[Stored items]

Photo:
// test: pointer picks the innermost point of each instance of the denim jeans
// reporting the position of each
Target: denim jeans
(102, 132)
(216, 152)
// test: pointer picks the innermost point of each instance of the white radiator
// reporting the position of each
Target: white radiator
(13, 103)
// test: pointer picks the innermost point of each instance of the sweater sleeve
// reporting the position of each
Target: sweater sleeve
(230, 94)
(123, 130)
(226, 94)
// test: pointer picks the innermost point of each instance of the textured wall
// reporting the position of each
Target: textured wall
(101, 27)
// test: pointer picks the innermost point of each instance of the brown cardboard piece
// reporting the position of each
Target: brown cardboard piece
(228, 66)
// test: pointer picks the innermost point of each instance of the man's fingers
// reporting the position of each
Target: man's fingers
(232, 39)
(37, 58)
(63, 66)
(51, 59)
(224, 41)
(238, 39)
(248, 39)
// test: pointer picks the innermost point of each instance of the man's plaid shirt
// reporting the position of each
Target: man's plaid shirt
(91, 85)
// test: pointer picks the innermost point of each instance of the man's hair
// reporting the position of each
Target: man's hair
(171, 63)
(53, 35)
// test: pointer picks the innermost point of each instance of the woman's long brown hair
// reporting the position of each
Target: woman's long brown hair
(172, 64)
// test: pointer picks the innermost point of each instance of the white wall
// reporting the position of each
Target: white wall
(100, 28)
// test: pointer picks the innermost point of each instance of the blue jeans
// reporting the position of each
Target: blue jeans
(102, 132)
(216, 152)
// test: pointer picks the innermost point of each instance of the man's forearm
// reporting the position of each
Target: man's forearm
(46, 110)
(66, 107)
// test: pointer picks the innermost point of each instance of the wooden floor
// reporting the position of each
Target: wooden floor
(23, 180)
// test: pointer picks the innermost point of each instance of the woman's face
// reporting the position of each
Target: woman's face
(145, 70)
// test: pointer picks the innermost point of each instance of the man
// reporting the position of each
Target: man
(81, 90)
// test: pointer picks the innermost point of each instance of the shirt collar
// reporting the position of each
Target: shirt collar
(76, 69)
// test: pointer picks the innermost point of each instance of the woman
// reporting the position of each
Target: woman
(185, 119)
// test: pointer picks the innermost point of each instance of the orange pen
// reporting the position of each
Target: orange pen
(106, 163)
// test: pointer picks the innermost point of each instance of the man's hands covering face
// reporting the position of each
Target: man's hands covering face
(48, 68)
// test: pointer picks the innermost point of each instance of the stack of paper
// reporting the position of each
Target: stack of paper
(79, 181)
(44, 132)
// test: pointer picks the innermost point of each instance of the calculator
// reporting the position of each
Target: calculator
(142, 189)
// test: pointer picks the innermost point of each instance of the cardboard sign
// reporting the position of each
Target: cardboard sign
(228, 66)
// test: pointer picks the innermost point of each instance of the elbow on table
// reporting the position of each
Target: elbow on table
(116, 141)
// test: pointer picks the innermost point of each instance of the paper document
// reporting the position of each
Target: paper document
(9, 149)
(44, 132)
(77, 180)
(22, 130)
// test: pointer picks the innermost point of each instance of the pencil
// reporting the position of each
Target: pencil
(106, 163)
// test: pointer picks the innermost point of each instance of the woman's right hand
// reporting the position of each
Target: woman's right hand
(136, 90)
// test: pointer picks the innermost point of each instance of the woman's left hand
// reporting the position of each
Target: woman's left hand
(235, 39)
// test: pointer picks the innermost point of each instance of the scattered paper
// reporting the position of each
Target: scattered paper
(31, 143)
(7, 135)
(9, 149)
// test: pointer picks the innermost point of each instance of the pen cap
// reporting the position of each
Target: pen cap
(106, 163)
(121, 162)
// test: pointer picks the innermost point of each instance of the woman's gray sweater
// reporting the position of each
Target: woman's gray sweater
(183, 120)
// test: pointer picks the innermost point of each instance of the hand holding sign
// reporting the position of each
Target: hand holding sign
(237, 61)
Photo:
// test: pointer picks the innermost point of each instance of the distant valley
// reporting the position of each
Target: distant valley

§ What to work on: Answer with the exact lines running from the one that contains "the cardboard sign" through the last line of the data. Include no other line.

§ Result of this exercise:
// test: pointer picks the innermost point of each instance of the cardboard sign
// reporting the position of each
Target: cardboard sign
(228, 66)
// test: pointer picks the innermost point of each instance of the elbow on table
// reporting the position of each
Target: elbow on table
(116, 141)
// test: pointer picks the innermost point of each instance of the paper document
// reporting the position of each
Target: paper document
(9, 149)
(44, 132)
(77, 180)
(22, 130)
// test: pointer picks the innermost point of each instance of the pencil
// reporting the position of each
Target: pencil
(106, 163)
// test: pointer picks the innermost point of each instance of the woman's right hand
// reporting the position of each
Target: woman's right hand
(136, 90)
// test: pointer picks the innermost point of each instance of the woman's left hand
// reporting the position of each
Target: woman's left hand
(235, 39)
// test: pointer picks the innermost point of each instance of the scattered paper
// reporting the position of each
Target: scattered paper
(31, 143)
(7, 135)
(9, 149)
// test: pointer picks the innermost point of each instance of the pen cap
// reporting the position of each
Target: pen cap
(106, 163)
(121, 162)
// test: pointer picks the innermost point of each instance of the woman's gray sweater
// reporting the position of each
Target: woman's gray sweater
(183, 120)
// test: pointer picks the innermost point of each instance of the hand holding sign
// reporting the position of each
Target: hand holding sign
(237, 61)
Photo:
// test: pointer picks the innermost point of each instance of the distant valley
// reporting the position of each
Target: distant valley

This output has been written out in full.